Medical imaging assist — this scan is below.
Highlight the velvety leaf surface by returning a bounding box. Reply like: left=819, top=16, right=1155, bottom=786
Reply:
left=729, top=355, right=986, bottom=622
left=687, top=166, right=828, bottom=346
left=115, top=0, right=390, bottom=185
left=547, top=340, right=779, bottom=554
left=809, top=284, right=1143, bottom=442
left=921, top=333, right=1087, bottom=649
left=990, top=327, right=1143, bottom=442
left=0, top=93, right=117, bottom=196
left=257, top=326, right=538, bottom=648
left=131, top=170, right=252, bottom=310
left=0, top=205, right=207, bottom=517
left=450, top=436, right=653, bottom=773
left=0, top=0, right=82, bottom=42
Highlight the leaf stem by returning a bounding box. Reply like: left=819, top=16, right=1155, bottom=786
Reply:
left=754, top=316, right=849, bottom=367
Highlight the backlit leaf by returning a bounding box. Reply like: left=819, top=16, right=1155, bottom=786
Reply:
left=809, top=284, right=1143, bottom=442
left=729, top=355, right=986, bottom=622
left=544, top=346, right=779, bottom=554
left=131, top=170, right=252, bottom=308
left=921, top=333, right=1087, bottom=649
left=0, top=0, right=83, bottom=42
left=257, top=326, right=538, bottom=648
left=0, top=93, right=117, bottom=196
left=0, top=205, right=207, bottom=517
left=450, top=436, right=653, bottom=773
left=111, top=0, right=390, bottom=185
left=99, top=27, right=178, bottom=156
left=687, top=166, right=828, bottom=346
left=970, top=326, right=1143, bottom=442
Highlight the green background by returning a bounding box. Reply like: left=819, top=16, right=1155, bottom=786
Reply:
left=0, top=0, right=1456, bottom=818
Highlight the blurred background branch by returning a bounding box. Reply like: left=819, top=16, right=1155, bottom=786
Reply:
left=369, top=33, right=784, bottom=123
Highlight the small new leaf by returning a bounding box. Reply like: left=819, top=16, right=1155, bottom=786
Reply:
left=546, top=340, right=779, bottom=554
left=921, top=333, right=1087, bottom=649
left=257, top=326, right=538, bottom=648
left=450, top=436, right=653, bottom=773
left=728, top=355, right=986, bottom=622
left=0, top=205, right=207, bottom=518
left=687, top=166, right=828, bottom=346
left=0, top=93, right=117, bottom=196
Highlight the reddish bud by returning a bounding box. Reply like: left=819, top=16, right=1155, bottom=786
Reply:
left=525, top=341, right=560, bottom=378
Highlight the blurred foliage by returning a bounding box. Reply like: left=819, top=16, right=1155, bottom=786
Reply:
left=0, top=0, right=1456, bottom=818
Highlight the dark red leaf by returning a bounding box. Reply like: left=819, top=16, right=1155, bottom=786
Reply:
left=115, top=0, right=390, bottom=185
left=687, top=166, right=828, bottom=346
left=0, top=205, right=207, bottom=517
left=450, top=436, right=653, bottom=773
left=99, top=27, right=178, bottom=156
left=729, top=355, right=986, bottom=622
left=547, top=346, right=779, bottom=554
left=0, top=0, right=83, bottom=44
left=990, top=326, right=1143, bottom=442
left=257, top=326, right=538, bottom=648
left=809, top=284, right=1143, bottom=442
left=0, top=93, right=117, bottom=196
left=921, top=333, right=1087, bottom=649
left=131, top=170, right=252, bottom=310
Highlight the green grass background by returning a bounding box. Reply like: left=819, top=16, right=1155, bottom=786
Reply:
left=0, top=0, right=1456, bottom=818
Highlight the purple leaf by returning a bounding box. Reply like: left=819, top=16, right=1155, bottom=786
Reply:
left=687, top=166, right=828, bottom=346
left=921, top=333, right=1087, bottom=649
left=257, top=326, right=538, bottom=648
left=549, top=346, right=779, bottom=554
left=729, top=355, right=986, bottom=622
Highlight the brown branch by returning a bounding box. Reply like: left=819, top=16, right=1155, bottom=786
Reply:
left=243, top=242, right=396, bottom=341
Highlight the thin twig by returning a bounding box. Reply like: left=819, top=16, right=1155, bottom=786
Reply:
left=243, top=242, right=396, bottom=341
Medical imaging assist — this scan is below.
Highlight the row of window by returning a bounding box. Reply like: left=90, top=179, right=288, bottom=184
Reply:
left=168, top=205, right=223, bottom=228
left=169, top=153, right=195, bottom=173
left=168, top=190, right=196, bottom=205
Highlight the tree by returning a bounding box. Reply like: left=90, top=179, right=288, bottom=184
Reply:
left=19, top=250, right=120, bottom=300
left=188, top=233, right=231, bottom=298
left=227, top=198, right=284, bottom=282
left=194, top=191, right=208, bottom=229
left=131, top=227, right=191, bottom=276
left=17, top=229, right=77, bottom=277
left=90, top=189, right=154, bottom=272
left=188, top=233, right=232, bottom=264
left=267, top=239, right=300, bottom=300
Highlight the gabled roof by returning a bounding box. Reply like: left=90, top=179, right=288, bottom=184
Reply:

Written problem:
Recast every line of the records above as a JSON list of strings, one string per line, leaving out blank lines.

Solution to this problem:
[
  "Medical imaging assist — this scan is below.",
  "Highlight the velvety leaf surface by returning a bounding box. Reply like: left=819, top=16, right=1155, bottom=786",
  "Reply:",
  "left=729, top=355, right=986, bottom=622",
  "left=687, top=166, right=828, bottom=346",
  "left=115, top=0, right=390, bottom=185",
  "left=547, top=340, right=779, bottom=554",
  "left=809, top=284, right=1143, bottom=442",
  "left=921, top=333, right=1087, bottom=649",
  "left=990, top=327, right=1143, bottom=442",
  "left=0, top=93, right=117, bottom=196",
  "left=257, top=326, right=538, bottom=648",
  "left=131, top=170, right=252, bottom=310",
  "left=0, top=205, right=207, bottom=517",
  "left=450, top=436, right=653, bottom=773",
  "left=0, top=0, right=82, bottom=42",
  "Highlight the leaf stem by returning a bounding box. Reply like: left=819, top=16, right=1155, bottom=786",
  "Reply:",
  "left=754, top=316, right=849, bottom=367",
  "Highlight the backlit leaf by returning a bounding box. Reply like: left=819, top=16, right=1155, bottom=786",
  "Reply:",
  "left=809, top=284, right=1143, bottom=442",
  "left=729, top=355, right=986, bottom=622",
  "left=544, top=346, right=779, bottom=554",
  "left=131, top=170, right=252, bottom=308",
  "left=921, top=333, right=1087, bottom=649",
  "left=0, top=0, right=83, bottom=42",
  "left=257, top=326, right=538, bottom=648",
  "left=0, top=93, right=117, bottom=196",
  "left=0, top=205, right=207, bottom=517",
  "left=450, top=436, right=653, bottom=773",
  "left=111, top=0, right=390, bottom=185",
  "left=99, top=27, right=178, bottom=156",
  "left=687, top=166, right=828, bottom=346",
  "left=970, top=326, right=1143, bottom=442",
  "Highlight the green background by returning a bounding box. Reply like: left=819, top=16, right=1155, bottom=786",
  "Reply:",
  "left=0, top=0, right=1456, bottom=818",
  "Highlight the blurred background branch by returning a bounding box. Reply like: left=819, top=16, right=1155, bottom=786",
  "Reply:",
  "left=369, top=33, right=784, bottom=123",
  "Highlight the small new leaf by returning a bounding box. Reply like: left=819, top=16, right=1155, bottom=786",
  "Reply:",
  "left=546, top=340, right=779, bottom=554",
  "left=921, top=333, right=1087, bottom=649",
  "left=257, top=326, right=538, bottom=648",
  "left=450, top=436, right=653, bottom=773",
  "left=728, top=355, right=986, bottom=622",
  "left=0, top=205, right=207, bottom=518",
  "left=687, top=166, right=828, bottom=346",
  "left=0, top=93, right=117, bottom=196",
  "Highlight the reddish bud by returning a bounding box. Reply like: left=819, top=16, right=1155, bottom=786",
  "Reply:",
  "left=525, top=341, right=560, bottom=378",
  "Highlight the blurred foliage by returning a bounding box. Reply like: left=819, top=16, right=1155, bottom=786",
  "Reply:",
  "left=0, top=0, right=1456, bottom=818",
  "Highlight the dark red leaf by returning a bounding box. Reply like: left=819, top=16, right=1155, bottom=786",
  "Reply:",
  "left=115, top=0, right=390, bottom=185",
  "left=687, top=166, right=828, bottom=346",
  "left=0, top=205, right=207, bottom=517",
  "left=450, top=436, right=653, bottom=773",
  "left=99, top=27, right=178, bottom=156",
  "left=729, top=355, right=986, bottom=622",
  "left=547, top=346, right=779, bottom=554",
  "left=0, top=0, right=83, bottom=44",
  "left=990, top=326, right=1143, bottom=442",
  "left=257, top=326, right=538, bottom=648",
  "left=809, top=284, right=1143, bottom=442",
  "left=0, top=93, right=117, bottom=196",
  "left=921, top=333, right=1087, bottom=649",
  "left=131, top=170, right=252, bottom=310",
  "Highlight the green grass background by returning a bounding box. Reply like: left=819, top=16, right=1155, bottom=786",
  "Reply:",
  "left=0, top=0, right=1456, bottom=818",
  "Highlight the purple leaf by returning a bounding box. Reply like: left=819, top=16, right=1155, bottom=786",
  "Reply:",
  "left=687, top=166, right=828, bottom=346",
  "left=921, top=333, right=1087, bottom=649",
  "left=257, top=326, right=538, bottom=648",
  "left=549, top=346, right=779, bottom=554",
  "left=729, top=355, right=986, bottom=622",
  "Highlight the brown branch by returning a bounding box. Reply like: left=819, top=16, right=1155, bottom=786",
  "Reply:",
  "left=243, top=242, right=396, bottom=341",
  "Highlight the thin twig by returning a bounding box. Reply like: left=819, top=16, right=1155, bottom=786",
  "Reply:",
  "left=243, top=242, right=396, bottom=341",
  "Medical imaging assist — this scan is below.",
  "Highlight the row of window by returning a bounding box. Reply like: left=90, top=179, right=288, bottom=184",
  "Reply:",
  "left=168, top=205, right=223, bottom=228",
  "left=169, top=153, right=195, bottom=173",
  "left=168, top=190, right=196, bottom=205",
  "Highlight the tree by returning a bounding box. Reply like: left=90, top=179, right=288, bottom=184",
  "Reply:",
  "left=19, top=250, right=120, bottom=300",
  "left=188, top=233, right=231, bottom=298",
  "left=227, top=198, right=284, bottom=282",
  "left=194, top=191, right=208, bottom=229",
  "left=131, top=227, right=191, bottom=276",
  "left=17, top=229, right=77, bottom=277",
  "left=90, top=189, right=154, bottom=272",
  "left=188, top=233, right=232, bottom=264",
  "left=267, top=239, right=300, bottom=300",
  "Highlight the gabled roof by returning a bounding box. Reply like: left=90, top=179, right=288, bottom=184",
  "Reply:"
]